__To be done__
According to the Cloudflare Radar post, what data does the machine learning model behind the Domain Rankings lists use?

-- BEGIN Supplied text --

Tag Archives: Domain Rankings

Measuring the Internet’s pulse: trending domains now on Cloudflare Radar

Post Syndicated from Sabina Zejnilovic original http://blog.cloudflare.com/radar-trending-domains/

Measuring the Internet's pulse: trending domains now on Cloudflare Radar

Measuring the Internet's pulse: trending domains now on Cloudflare Radar

In 2022, we launched the Radar Domain Rankings, with top lists of the most popular domains based on how people use the Internet globally. The lists are calculated using a machine learning model that uses aggregated 1.1.1.1 resolver data that is anonymized in accordance with our privacy commitments. While the top 100 list is updated daily for each location, typically the first results of that list are stable over time, with the big names such as Google, Facebook, Apple, Microsoft and TikTok leading. Additionally, these global big names appear for the majority of locations.

Today, we are improving our Domain Rankings page and adding Trending Domains lists. The new data shows which domains are currently experiencing an increase in popularity. Hence, while with the top popular domains we aim to show domains of broad appeal and of interest to many Internet users, with the trending domains we want to show domains that are generating a surge in interest.

-- END Supplied text --
-- BEGIN Supplied entries --

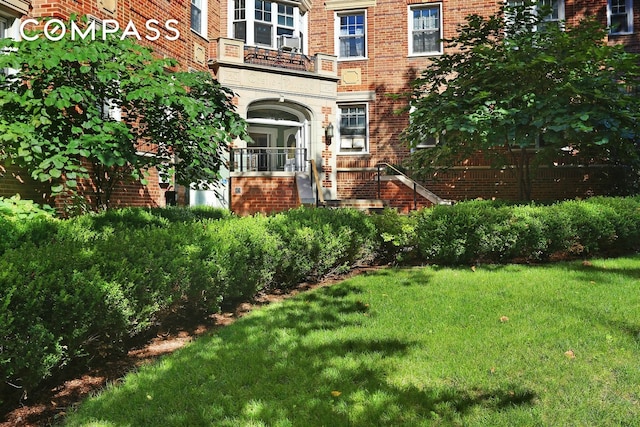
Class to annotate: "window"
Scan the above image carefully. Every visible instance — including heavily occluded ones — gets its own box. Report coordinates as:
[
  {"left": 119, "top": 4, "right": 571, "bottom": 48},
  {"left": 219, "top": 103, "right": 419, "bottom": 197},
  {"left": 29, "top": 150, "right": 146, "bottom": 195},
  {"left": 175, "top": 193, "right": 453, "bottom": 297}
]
[
  {"left": 338, "top": 12, "right": 366, "bottom": 58},
  {"left": 277, "top": 4, "right": 295, "bottom": 48},
  {"left": 253, "top": 0, "right": 273, "bottom": 46},
  {"left": 607, "top": 0, "right": 633, "bottom": 34},
  {"left": 233, "top": 0, "right": 247, "bottom": 43},
  {"left": 0, "top": 16, "right": 9, "bottom": 39},
  {"left": 538, "top": 0, "right": 564, "bottom": 25},
  {"left": 228, "top": 0, "right": 307, "bottom": 50},
  {"left": 339, "top": 104, "right": 367, "bottom": 153},
  {"left": 409, "top": 5, "right": 442, "bottom": 55},
  {"left": 191, "top": 0, "right": 207, "bottom": 37}
]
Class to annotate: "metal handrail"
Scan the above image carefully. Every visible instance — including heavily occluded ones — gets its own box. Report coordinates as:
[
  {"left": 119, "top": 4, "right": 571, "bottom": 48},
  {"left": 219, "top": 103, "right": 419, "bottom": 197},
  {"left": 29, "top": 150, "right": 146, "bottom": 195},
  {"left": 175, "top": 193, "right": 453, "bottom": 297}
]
[
  {"left": 309, "top": 159, "right": 325, "bottom": 207},
  {"left": 376, "top": 162, "right": 453, "bottom": 210}
]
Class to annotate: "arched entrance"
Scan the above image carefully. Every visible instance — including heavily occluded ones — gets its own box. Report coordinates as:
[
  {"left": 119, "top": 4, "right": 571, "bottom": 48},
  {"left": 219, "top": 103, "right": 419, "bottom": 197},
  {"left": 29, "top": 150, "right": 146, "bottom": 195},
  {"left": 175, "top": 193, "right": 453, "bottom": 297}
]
[{"left": 233, "top": 99, "right": 311, "bottom": 172}]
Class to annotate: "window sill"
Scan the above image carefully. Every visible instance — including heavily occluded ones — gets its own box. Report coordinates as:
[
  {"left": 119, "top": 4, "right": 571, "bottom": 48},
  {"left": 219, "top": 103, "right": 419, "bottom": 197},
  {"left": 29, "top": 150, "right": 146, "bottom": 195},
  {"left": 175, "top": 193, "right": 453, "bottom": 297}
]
[
  {"left": 190, "top": 28, "right": 209, "bottom": 43},
  {"left": 336, "top": 151, "right": 371, "bottom": 156},
  {"left": 338, "top": 56, "right": 369, "bottom": 62},
  {"left": 407, "top": 51, "right": 444, "bottom": 58}
]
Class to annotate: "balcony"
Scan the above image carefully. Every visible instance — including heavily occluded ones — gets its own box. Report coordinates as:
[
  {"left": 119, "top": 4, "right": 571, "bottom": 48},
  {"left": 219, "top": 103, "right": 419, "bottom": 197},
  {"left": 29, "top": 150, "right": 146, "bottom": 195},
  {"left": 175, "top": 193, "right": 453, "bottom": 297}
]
[
  {"left": 244, "top": 46, "right": 315, "bottom": 72},
  {"left": 209, "top": 37, "right": 338, "bottom": 81},
  {"left": 230, "top": 147, "right": 307, "bottom": 172}
]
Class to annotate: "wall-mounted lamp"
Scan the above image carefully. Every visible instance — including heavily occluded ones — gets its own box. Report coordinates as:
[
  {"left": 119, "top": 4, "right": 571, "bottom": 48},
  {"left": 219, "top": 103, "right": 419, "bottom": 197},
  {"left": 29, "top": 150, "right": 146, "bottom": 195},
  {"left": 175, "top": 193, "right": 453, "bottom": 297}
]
[{"left": 324, "top": 123, "right": 333, "bottom": 145}]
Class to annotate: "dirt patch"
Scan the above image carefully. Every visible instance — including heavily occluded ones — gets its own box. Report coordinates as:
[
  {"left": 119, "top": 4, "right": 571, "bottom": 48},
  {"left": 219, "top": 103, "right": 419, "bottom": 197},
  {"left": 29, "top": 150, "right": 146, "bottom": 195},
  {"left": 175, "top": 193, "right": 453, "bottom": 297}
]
[{"left": 0, "top": 267, "right": 379, "bottom": 427}]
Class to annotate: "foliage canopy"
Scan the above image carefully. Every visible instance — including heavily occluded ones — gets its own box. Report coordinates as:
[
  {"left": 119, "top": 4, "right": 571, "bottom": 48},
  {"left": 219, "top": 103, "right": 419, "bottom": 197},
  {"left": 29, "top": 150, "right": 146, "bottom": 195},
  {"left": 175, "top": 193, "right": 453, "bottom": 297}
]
[
  {"left": 0, "top": 17, "right": 246, "bottom": 208},
  {"left": 404, "top": 2, "right": 640, "bottom": 200}
]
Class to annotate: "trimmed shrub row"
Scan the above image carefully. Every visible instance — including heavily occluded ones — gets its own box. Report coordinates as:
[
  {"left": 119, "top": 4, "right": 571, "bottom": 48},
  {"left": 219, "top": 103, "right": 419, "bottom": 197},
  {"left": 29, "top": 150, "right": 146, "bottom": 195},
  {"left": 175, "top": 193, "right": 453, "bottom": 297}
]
[
  {"left": 0, "top": 198, "right": 640, "bottom": 403},
  {"left": 415, "top": 197, "right": 640, "bottom": 265},
  {"left": 0, "top": 209, "right": 375, "bottom": 402}
]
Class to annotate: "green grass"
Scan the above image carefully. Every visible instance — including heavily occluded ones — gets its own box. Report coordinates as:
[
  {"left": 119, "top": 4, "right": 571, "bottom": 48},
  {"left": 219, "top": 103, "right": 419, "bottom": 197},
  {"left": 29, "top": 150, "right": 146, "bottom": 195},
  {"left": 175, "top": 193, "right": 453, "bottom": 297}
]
[{"left": 67, "top": 257, "right": 640, "bottom": 426}]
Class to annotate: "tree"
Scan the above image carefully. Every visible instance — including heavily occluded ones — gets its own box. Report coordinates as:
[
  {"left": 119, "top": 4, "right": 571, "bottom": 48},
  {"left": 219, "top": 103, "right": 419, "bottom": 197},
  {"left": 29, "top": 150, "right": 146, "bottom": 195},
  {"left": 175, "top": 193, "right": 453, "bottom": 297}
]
[
  {"left": 0, "top": 17, "right": 246, "bottom": 208},
  {"left": 404, "top": 2, "right": 640, "bottom": 200}
]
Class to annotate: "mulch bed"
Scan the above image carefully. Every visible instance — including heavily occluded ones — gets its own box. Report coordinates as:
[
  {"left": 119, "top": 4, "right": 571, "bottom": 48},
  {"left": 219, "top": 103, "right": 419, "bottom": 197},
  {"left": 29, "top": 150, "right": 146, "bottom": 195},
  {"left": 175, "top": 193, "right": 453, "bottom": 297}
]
[{"left": 0, "top": 267, "right": 379, "bottom": 427}]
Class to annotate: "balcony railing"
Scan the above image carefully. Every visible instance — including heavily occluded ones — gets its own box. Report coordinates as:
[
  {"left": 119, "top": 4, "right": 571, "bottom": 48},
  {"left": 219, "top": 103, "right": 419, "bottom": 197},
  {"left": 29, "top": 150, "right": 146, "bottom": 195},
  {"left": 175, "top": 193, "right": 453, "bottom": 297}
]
[
  {"left": 244, "top": 46, "right": 315, "bottom": 72},
  {"left": 231, "top": 147, "right": 307, "bottom": 172}
]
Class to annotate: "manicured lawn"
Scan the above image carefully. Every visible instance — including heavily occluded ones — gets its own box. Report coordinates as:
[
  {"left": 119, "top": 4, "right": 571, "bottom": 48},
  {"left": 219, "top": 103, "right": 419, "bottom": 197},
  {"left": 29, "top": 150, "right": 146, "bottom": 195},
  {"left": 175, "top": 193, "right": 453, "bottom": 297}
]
[{"left": 67, "top": 257, "right": 640, "bottom": 426}]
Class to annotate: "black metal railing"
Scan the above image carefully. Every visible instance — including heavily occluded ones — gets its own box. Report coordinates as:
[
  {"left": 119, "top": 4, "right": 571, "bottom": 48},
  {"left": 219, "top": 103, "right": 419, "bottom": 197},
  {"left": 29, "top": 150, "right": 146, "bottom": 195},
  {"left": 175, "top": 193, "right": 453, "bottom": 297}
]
[
  {"left": 244, "top": 46, "right": 315, "bottom": 71},
  {"left": 230, "top": 147, "right": 307, "bottom": 172},
  {"left": 376, "top": 163, "right": 453, "bottom": 209}
]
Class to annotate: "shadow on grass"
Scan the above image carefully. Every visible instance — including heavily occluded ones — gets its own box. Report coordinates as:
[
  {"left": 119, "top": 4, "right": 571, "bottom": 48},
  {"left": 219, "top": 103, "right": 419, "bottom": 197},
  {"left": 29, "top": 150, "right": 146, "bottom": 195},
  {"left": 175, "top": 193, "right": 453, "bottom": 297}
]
[{"left": 71, "top": 280, "right": 536, "bottom": 426}]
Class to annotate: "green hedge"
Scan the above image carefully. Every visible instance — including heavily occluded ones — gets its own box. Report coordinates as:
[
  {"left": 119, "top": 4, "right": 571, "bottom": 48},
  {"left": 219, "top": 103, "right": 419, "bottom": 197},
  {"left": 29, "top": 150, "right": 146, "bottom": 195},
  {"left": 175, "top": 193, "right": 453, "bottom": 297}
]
[
  {"left": 0, "top": 198, "right": 640, "bottom": 403},
  {"left": 415, "top": 197, "right": 640, "bottom": 265},
  {"left": 0, "top": 209, "right": 375, "bottom": 402}
]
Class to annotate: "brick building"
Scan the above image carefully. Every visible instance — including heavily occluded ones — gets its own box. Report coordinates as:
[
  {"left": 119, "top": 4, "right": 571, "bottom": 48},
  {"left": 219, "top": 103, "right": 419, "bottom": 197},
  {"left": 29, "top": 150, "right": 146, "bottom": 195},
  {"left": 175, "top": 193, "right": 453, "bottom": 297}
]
[{"left": 0, "top": 0, "right": 640, "bottom": 214}]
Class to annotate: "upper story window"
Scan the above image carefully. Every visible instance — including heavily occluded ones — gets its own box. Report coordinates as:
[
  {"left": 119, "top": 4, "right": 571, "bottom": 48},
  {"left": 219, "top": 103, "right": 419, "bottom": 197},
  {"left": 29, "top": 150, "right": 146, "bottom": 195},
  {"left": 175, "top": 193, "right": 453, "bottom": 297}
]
[
  {"left": 0, "top": 16, "right": 9, "bottom": 39},
  {"left": 191, "top": 0, "right": 207, "bottom": 37},
  {"left": 538, "top": 0, "right": 564, "bottom": 23},
  {"left": 339, "top": 104, "right": 368, "bottom": 154},
  {"left": 607, "top": 0, "right": 633, "bottom": 34},
  {"left": 229, "top": 0, "right": 307, "bottom": 51},
  {"left": 337, "top": 11, "right": 367, "bottom": 59},
  {"left": 232, "top": 0, "right": 247, "bottom": 42},
  {"left": 409, "top": 4, "right": 442, "bottom": 55},
  {"left": 253, "top": 0, "right": 273, "bottom": 46}
]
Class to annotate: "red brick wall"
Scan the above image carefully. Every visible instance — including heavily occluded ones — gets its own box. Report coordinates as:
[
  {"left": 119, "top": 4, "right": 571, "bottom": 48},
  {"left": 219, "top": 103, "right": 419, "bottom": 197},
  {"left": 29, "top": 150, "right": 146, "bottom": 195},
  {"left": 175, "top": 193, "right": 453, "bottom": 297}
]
[
  {"left": 230, "top": 176, "right": 300, "bottom": 215},
  {"left": 380, "top": 181, "right": 432, "bottom": 214},
  {"left": 0, "top": 0, "right": 215, "bottom": 207},
  {"left": 424, "top": 166, "right": 619, "bottom": 201},
  {"left": 0, "top": 165, "right": 51, "bottom": 204}
]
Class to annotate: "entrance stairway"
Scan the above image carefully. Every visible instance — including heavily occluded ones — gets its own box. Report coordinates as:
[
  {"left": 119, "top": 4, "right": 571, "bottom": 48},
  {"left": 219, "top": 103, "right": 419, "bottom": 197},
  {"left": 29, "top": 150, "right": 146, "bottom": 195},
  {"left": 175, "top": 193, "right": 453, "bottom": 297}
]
[{"left": 296, "top": 160, "right": 453, "bottom": 213}]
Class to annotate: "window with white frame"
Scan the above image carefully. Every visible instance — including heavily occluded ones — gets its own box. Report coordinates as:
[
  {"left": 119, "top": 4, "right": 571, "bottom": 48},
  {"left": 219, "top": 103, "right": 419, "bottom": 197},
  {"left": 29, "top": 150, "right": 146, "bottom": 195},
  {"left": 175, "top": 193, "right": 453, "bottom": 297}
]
[
  {"left": 607, "top": 0, "right": 633, "bottom": 34},
  {"left": 338, "top": 104, "right": 368, "bottom": 154},
  {"left": 231, "top": 0, "right": 246, "bottom": 43},
  {"left": 253, "top": 0, "right": 273, "bottom": 46},
  {"left": 538, "top": 0, "right": 564, "bottom": 24},
  {"left": 0, "top": 16, "right": 9, "bottom": 39},
  {"left": 337, "top": 11, "right": 367, "bottom": 59},
  {"left": 0, "top": 15, "right": 18, "bottom": 76},
  {"left": 191, "top": 0, "right": 207, "bottom": 37},
  {"left": 229, "top": 0, "right": 307, "bottom": 51},
  {"left": 409, "top": 4, "right": 442, "bottom": 55}
]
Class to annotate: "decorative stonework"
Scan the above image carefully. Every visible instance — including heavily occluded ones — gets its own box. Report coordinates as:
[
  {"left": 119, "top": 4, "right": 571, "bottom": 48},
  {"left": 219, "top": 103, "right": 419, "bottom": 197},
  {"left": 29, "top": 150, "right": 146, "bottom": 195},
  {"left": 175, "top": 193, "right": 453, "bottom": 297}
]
[
  {"left": 341, "top": 68, "right": 362, "bottom": 85},
  {"left": 98, "top": 0, "right": 118, "bottom": 15},
  {"left": 324, "top": 0, "right": 376, "bottom": 10},
  {"left": 193, "top": 43, "right": 207, "bottom": 65}
]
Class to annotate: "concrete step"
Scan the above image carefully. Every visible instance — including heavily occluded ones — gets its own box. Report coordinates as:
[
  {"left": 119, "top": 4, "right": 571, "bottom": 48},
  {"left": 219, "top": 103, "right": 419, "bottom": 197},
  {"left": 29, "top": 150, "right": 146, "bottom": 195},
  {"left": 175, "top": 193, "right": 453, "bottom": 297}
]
[{"left": 325, "top": 199, "right": 388, "bottom": 213}]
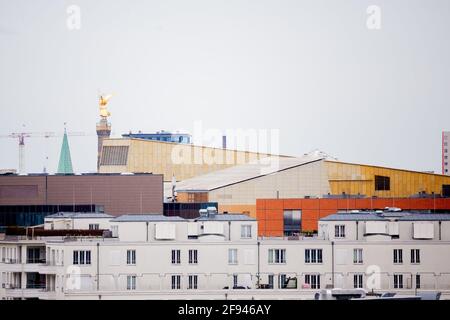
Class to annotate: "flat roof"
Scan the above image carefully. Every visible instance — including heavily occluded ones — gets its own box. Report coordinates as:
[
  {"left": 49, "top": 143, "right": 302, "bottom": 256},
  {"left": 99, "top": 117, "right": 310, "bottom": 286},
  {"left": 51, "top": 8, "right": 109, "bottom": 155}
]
[
  {"left": 319, "top": 211, "right": 450, "bottom": 221},
  {"left": 195, "top": 213, "right": 256, "bottom": 221},
  {"left": 111, "top": 214, "right": 186, "bottom": 222},
  {"left": 45, "top": 212, "right": 114, "bottom": 219},
  {"left": 175, "top": 155, "right": 324, "bottom": 192}
]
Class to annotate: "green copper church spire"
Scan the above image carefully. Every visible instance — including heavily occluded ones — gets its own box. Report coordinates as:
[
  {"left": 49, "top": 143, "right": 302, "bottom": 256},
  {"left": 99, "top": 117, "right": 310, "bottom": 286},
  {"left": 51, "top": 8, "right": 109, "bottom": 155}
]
[{"left": 58, "top": 128, "right": 73, "bottom": 174}]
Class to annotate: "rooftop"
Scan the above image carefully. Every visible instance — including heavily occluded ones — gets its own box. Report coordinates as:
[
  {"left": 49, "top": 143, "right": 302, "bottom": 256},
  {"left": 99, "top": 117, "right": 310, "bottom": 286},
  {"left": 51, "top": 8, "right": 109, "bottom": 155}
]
[
  {"left": 320, "top": 211, "right": 450, "bottom": 221},
  {"left": 176, "top": 155, "right": 324, "bottom": 192},
  {"left": 111, "top": 214, "right": 186, "bottom": 222},
  {"left": 195, "top": 213, "right": 256, "bottom": 221},
  {"left": 45, "top": 212, "right": 114, "bottom": 219}
]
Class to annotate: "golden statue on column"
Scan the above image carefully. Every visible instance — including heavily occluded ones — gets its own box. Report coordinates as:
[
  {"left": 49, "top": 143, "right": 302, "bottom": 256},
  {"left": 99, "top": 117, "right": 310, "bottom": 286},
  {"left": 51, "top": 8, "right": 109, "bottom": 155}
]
[{"left": 98, "top": 94, "right": 112, "bottom": 119}]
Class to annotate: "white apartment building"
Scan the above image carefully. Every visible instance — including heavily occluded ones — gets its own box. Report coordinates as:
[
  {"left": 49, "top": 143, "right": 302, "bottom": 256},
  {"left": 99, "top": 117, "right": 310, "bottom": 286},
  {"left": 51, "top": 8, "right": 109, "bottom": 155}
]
[{"left": 0, "top": 212, "right": 450, "bottom": 299}]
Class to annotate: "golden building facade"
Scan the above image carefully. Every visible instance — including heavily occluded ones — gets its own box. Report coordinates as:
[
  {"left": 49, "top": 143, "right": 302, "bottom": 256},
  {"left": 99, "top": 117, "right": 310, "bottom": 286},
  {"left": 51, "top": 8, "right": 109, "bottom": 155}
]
[{"left": 99, "top": 138, "right": 286, "bottom": 181}]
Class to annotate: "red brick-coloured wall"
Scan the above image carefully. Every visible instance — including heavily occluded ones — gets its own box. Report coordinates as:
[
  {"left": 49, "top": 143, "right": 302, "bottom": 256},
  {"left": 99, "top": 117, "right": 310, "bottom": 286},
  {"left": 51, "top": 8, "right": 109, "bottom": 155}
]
[{"left": 256, "top": 198, "right": 450, "bottom": 237}]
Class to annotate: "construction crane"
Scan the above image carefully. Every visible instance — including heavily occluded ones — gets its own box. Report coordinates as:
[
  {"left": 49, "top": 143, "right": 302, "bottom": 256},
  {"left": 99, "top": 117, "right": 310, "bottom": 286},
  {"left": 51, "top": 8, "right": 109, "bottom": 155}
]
[{"left": 0, "top": 132, "right": 90, "bottom": 174}]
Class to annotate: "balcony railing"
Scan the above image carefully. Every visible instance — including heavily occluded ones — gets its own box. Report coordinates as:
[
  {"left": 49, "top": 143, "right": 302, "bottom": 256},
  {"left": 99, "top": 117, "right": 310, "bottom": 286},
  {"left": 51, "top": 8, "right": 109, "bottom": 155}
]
[
  {"left": 2, "top": 259, "right": 20, "bottom": 264},
  {"left": 27, "top": 258, "right": 46, "bottom": 264},
  {"left": 27, "top": 283, "right": 46, "bottom": 291}
]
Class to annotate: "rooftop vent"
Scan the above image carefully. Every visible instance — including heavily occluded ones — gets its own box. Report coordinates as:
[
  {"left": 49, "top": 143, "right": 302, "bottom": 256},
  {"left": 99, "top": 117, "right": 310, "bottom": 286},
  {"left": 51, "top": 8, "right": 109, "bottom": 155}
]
[
  {"left": 206, "top": 207, "right": 217, "bottom": 216},
  {"left": 384, "top": 207, "right": 402, "bottom": 212}
]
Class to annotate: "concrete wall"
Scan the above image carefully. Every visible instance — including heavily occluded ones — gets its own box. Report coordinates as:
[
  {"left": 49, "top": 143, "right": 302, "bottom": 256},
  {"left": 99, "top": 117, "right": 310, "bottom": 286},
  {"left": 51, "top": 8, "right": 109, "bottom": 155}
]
[{"left": 0, "top": 174, "right": 163, "bottom": 215}]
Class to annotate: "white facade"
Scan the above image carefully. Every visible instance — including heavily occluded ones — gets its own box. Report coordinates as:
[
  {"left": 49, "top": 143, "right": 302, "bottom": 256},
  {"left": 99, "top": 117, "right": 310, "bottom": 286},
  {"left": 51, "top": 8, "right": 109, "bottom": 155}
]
[{"left": 0, "top": 214, "right": 450, "bottom": 299}]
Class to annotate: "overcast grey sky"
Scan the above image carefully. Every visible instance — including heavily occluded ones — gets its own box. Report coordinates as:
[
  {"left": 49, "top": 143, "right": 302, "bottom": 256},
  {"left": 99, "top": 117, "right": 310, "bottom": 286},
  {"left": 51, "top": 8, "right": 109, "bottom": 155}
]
[{"left": 0, "top": 0, "right": 450, "bottom": 173}]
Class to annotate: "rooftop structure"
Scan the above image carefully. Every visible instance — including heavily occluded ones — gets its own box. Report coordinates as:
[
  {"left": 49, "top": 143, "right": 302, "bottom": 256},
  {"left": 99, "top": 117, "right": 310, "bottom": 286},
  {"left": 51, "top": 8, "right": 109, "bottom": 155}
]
[
  {"left": 58, "top": 129, "right": 73, "bottom": 174},
  {"left": 122, "top": 130, "right": 192, "bottom": 144}
]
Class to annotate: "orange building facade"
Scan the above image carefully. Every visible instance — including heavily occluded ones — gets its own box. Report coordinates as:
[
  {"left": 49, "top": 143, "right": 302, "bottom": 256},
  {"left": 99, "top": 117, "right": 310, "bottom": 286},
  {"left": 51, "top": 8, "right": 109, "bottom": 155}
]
[{"left": 256, "top": 198, "right": 450, "bottom": 237}]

-- END Supplied entries --

__Final result__
Aggregated 1.1.1.1 resolver data, anonymized in line with Cloudflare's privacy commitments.